We can think of the illumination at slit 2 as either (a) individual light waves from different parts of slit 1 arriving with approximately the same amplitude but different phases, or (b) darkness resulting from the collective destructive interference of the waves in (a). In case (b) it is obvious that there will be darkness behind slit 2, but what about case (a)?

The different parts of the 1st slit can be thought of as coherent sources (Huygens' Construction). Each of these sources produces its own diffraction pattern behind the 2nd slit, similar to that in your 1st image. Each diffraction pattern has its own phase - or more accurately, each point in the pattern has a different phase depending on which source created it. But just as the sources at slit 1 are out of phase and interfere destructively at slit 2, so the diffraction patterns behind slit 2 are also out of phase, and interfere destructively at the screen.

So there is darkness behind the 2nd slit whichever way you think of the incident light.

Your 2nd question is answered in What happens to the energy when waves perfectly cancel each other? and many similar questions such as How does interference move energy from destructive to constructive regions? These answers explain that energy which is "lost" at places of destructive interference "reappears" at places of constructive interference. You cannot have destructive interference at one place without having constructive interference somewhere else. So there is always conservation of energy.

» Supplied data:
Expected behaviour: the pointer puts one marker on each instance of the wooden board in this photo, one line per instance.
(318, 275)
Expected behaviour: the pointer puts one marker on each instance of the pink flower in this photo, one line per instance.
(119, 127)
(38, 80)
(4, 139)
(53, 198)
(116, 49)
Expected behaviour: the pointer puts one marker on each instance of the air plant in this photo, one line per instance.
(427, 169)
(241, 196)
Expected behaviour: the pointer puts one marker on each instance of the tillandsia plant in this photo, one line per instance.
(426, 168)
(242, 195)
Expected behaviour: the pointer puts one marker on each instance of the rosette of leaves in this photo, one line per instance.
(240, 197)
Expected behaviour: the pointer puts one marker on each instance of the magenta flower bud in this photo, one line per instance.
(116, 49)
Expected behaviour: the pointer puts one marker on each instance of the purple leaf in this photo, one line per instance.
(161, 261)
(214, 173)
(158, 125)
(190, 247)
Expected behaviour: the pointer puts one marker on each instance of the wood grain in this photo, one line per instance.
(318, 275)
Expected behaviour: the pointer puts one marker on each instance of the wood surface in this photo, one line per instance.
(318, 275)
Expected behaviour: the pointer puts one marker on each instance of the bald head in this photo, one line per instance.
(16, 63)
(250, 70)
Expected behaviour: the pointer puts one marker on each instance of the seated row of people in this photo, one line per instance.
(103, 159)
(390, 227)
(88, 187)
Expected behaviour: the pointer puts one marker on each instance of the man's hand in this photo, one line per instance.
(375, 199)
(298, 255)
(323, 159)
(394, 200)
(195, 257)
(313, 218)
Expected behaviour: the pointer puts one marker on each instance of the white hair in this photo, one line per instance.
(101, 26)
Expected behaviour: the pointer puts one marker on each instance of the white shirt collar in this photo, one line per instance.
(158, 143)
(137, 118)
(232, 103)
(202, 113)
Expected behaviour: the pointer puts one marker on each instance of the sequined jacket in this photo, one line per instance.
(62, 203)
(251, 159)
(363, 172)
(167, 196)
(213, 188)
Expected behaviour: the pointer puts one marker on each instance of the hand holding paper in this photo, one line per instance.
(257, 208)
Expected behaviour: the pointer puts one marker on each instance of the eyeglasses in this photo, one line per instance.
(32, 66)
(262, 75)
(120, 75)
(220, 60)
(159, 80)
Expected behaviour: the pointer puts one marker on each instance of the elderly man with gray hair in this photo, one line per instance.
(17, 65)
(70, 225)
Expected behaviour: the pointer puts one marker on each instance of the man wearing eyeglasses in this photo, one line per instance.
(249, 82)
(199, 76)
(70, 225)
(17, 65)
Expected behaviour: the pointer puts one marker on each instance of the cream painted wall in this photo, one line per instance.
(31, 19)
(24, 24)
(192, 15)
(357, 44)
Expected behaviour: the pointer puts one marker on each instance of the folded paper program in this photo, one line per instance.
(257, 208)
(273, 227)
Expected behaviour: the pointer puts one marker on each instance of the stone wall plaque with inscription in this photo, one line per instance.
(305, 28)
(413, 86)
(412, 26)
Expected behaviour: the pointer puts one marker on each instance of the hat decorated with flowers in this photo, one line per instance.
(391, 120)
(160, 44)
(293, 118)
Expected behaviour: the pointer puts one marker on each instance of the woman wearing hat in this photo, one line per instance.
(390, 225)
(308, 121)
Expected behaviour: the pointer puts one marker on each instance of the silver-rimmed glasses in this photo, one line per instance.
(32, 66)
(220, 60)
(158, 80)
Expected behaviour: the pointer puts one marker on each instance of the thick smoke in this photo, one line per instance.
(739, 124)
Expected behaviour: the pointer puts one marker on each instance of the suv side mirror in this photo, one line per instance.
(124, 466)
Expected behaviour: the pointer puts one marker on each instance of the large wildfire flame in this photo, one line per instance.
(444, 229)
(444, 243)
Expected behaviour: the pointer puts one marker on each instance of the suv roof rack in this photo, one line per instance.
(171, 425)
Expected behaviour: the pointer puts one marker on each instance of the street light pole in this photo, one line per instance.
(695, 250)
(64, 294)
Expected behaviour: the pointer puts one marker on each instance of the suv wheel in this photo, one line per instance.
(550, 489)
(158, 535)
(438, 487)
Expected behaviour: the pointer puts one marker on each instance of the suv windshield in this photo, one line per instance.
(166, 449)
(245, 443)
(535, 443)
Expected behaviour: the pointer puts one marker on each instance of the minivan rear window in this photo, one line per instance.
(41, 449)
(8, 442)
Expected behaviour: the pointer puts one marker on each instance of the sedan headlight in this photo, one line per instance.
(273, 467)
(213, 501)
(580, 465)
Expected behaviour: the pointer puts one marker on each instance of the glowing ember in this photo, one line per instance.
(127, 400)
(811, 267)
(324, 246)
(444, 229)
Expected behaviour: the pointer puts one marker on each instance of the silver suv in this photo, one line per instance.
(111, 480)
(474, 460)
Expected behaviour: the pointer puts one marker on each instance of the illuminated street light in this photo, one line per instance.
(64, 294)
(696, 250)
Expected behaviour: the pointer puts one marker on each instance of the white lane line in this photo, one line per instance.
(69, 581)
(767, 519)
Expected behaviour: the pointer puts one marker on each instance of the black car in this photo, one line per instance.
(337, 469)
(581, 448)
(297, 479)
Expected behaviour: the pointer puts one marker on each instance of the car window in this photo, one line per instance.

» Your tasks:
[A] In the passage on slit interference, what can the different parts of the first slit be thought of as?
[B] Pick up the passage on slit interference after its final sentence and keep writing.
The records are separate material, unrelated to the passage on slit interference.

» Answers by task:
[A] They can be thought of as coherent sources, following Huygens' Construction.

[B]
But these answers don't seem to explain why or how this happens. The explanation may be that waves are not objects themselves but descriptions of the transfer of energy or probability or something else. This distinction is explicit in quantum physics, between wave-functions and the particles they describe. So individual photons do not annihilate at points where there is destructive interference of the wave-function. But interference also occurs in Newtonian physics - eg sound in air, ripples on water. If we were to examine the collisions between elements of air or water, we would see the mechanics by which energy is transferred away from or towards certain regions at which we say destructive or constructive interference is occurring.

The wave picture is a shorthand method of describing some more complex underlying mechanism. Although it makes some things easier to understand (such as the appearance of interference patterns), it makes other things more difficult to understand (such as the disappearance of energy from one point and its reappearance somewhere else).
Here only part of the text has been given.